### Pedido 1
Com base no documento de origem, explique em não mais de três frases por que razão Guido recorreu aos argumentos mais engenhosos, ternurentos e hilariantes.

------ Documento de origem ------

«CHUTEIRAS PRETAS» é um espaço de Opinião do jornalista Pedro Jorge da Cunha. Um olhar assumidamente ingénuo sobre o fenómeno do futebol. Às quintas-feiras, de quinze em quinze dias. Pode seguir o autor no Twitter. Calce as «CHUTEIRAS PRETAS».

Há uma cena tão maravilhosa quanto perturbante no filme A Vida é Bela que não me sai da cabeça. Guido Orefice (Roberto Benigni) é levado com o filho Giosué (Giorgio Cantarini) pelos soldados da Alemanha Nazi para um comboio de mercadorias. Destino: um campo de concentração.

Quem viu o filme – se está a ler este texto e não o viu, por favor, aproveite o #FicaEmCasa e corrija assim que puder esse lapso – sabe que Guido usou os mais engenhosos, ternurentos e hilariantes argumentos para nunca deixar que Giosué soubesse o que se estava a passar.

------ Entradas fornecidas ------

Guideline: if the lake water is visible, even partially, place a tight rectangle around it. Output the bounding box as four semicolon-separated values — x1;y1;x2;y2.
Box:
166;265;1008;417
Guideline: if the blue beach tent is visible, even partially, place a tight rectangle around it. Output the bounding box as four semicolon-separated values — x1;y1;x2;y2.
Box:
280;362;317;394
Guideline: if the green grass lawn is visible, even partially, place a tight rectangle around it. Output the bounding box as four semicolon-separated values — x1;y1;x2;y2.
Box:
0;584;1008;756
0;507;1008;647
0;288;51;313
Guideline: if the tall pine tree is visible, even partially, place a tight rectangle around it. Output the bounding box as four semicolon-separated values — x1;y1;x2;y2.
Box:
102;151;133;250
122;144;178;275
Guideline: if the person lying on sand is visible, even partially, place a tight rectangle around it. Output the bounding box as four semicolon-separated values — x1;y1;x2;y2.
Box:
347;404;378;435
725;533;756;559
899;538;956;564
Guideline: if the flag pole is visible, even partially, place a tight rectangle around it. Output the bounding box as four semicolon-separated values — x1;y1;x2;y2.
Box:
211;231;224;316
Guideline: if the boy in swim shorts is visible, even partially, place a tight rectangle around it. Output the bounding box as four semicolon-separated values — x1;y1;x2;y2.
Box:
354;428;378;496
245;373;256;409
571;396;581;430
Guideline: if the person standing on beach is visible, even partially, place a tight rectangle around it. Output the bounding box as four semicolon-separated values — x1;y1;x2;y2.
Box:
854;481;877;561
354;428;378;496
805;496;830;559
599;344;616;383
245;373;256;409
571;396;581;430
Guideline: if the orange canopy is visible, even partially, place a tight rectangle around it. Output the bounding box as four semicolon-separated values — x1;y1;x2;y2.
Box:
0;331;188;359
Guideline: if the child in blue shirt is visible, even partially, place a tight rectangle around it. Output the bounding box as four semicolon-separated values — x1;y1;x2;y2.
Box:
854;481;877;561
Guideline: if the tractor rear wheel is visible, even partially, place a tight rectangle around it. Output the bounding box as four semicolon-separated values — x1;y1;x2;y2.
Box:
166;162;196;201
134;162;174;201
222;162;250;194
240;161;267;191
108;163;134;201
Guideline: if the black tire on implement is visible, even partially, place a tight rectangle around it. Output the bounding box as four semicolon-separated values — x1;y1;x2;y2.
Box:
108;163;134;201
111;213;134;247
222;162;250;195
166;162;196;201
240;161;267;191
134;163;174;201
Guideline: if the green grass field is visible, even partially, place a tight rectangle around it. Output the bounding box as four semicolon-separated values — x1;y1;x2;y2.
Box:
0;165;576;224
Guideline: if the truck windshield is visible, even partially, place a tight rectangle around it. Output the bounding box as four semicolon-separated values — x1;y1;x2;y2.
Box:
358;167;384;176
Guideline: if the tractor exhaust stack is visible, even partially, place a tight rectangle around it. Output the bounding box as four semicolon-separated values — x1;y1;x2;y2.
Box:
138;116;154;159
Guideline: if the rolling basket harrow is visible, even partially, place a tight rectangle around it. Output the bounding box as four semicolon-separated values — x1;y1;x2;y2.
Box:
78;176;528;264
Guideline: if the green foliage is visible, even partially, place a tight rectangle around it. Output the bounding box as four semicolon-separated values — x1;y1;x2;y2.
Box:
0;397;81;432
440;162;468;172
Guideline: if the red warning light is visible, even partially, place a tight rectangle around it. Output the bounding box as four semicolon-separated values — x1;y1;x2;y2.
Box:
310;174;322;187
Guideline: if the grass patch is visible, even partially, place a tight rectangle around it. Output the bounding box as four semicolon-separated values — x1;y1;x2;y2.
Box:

------

### Pedido 2
Nas entradas, substitua "tight rectangle" por "close-fitting rectangle" desde a linha que contém "Guideline: if the child" até ao final das entradas, ambos os extremos incluídos, mantendo tudo o resto inalterado. Apresente apenas essas linhas.

### Resposta redigida 1
Guido recorreu a esses argumentos para nunca deixar que o filho, Giosué, soubesse o que se estava a passar. Ambos tinham sido levados pelos soldados da Alemanha Nazi para um comboio de mercadorias com destino a um campo de concentração.

### Resposta redigida 2
Guideline: if the child in blue shirt is visible, even partially, place a close-fitting rectangle around it. Output the bounding box as four semicolon-separated values — x1;y1;x2;y2.
Box:
854;481;877;561
Guideline: if the tractor rear wheel is visible, even partially, place a close-fitting rectangle around it. Output the bounding box as four semicolon-separated values — x1;y1;x2;y2.
Box:
166;162;196;201
134;162;174;201
222;162;250;194
240;161;267;191
108;163;134;201
Guideline: if the black tire on implement is visible, even partially, place a close-fitting rectangle around it. Output the bounding box as four semicolon-separated values — x1;y1;x2;y2.
Box:
108;163;134;201
111;213;134;247
222;162;250;195
166;162;196;201
240;161;267;191
134;163;174;201
Guideline: if the green grass field is visible, even partially, place a close-fitting rectangle around it. Output the bounding box as four semicolon-separated values — x1;y1;x2;y2.
Box:
0;165;576;224
Guideline: if the truck windshield is visible, even partially, place a close-fitting rectangle around it. Output the bounding box as four semicolon-separated values — x1;y1;x2;y2.
Box:
358;167;384;176
Guideline: if the tractor exhaust stack is visible, even partially, place a close-fitting rectangle around it. Output the bounding box as four semicolon-separated values — x1;y1;x2;y2.
Box:
138;116;154;159
Guideline: if the rolling basket harrow is visible, even partially, place a close-fitting rectangle around it. Output the bounding box as four semicolon-separated values — x1;y1;x2;y2.
Box:
78;176;528;264
Guideline: if the green foliage is visible, even partially, place a close-fitting rectangle around it. Output the bounding box as four semicolon-separated values — x1;y1;x2;y2.
Box:
0;397;81;432
440;162;468;172
Guideline: if the red warning light is visible, even partially, place a close-fitting rectangle around it. Output the bounding box as four semicolon-separated values — x1;y1;x2;y2.
Box:
310;174;322;187
Guideline: if the grass patch is visible, even partially, place a close-fitting rectangle around it. Output the bounding box as four semicolon-separated values — x1;y1;x2;y2.
Box:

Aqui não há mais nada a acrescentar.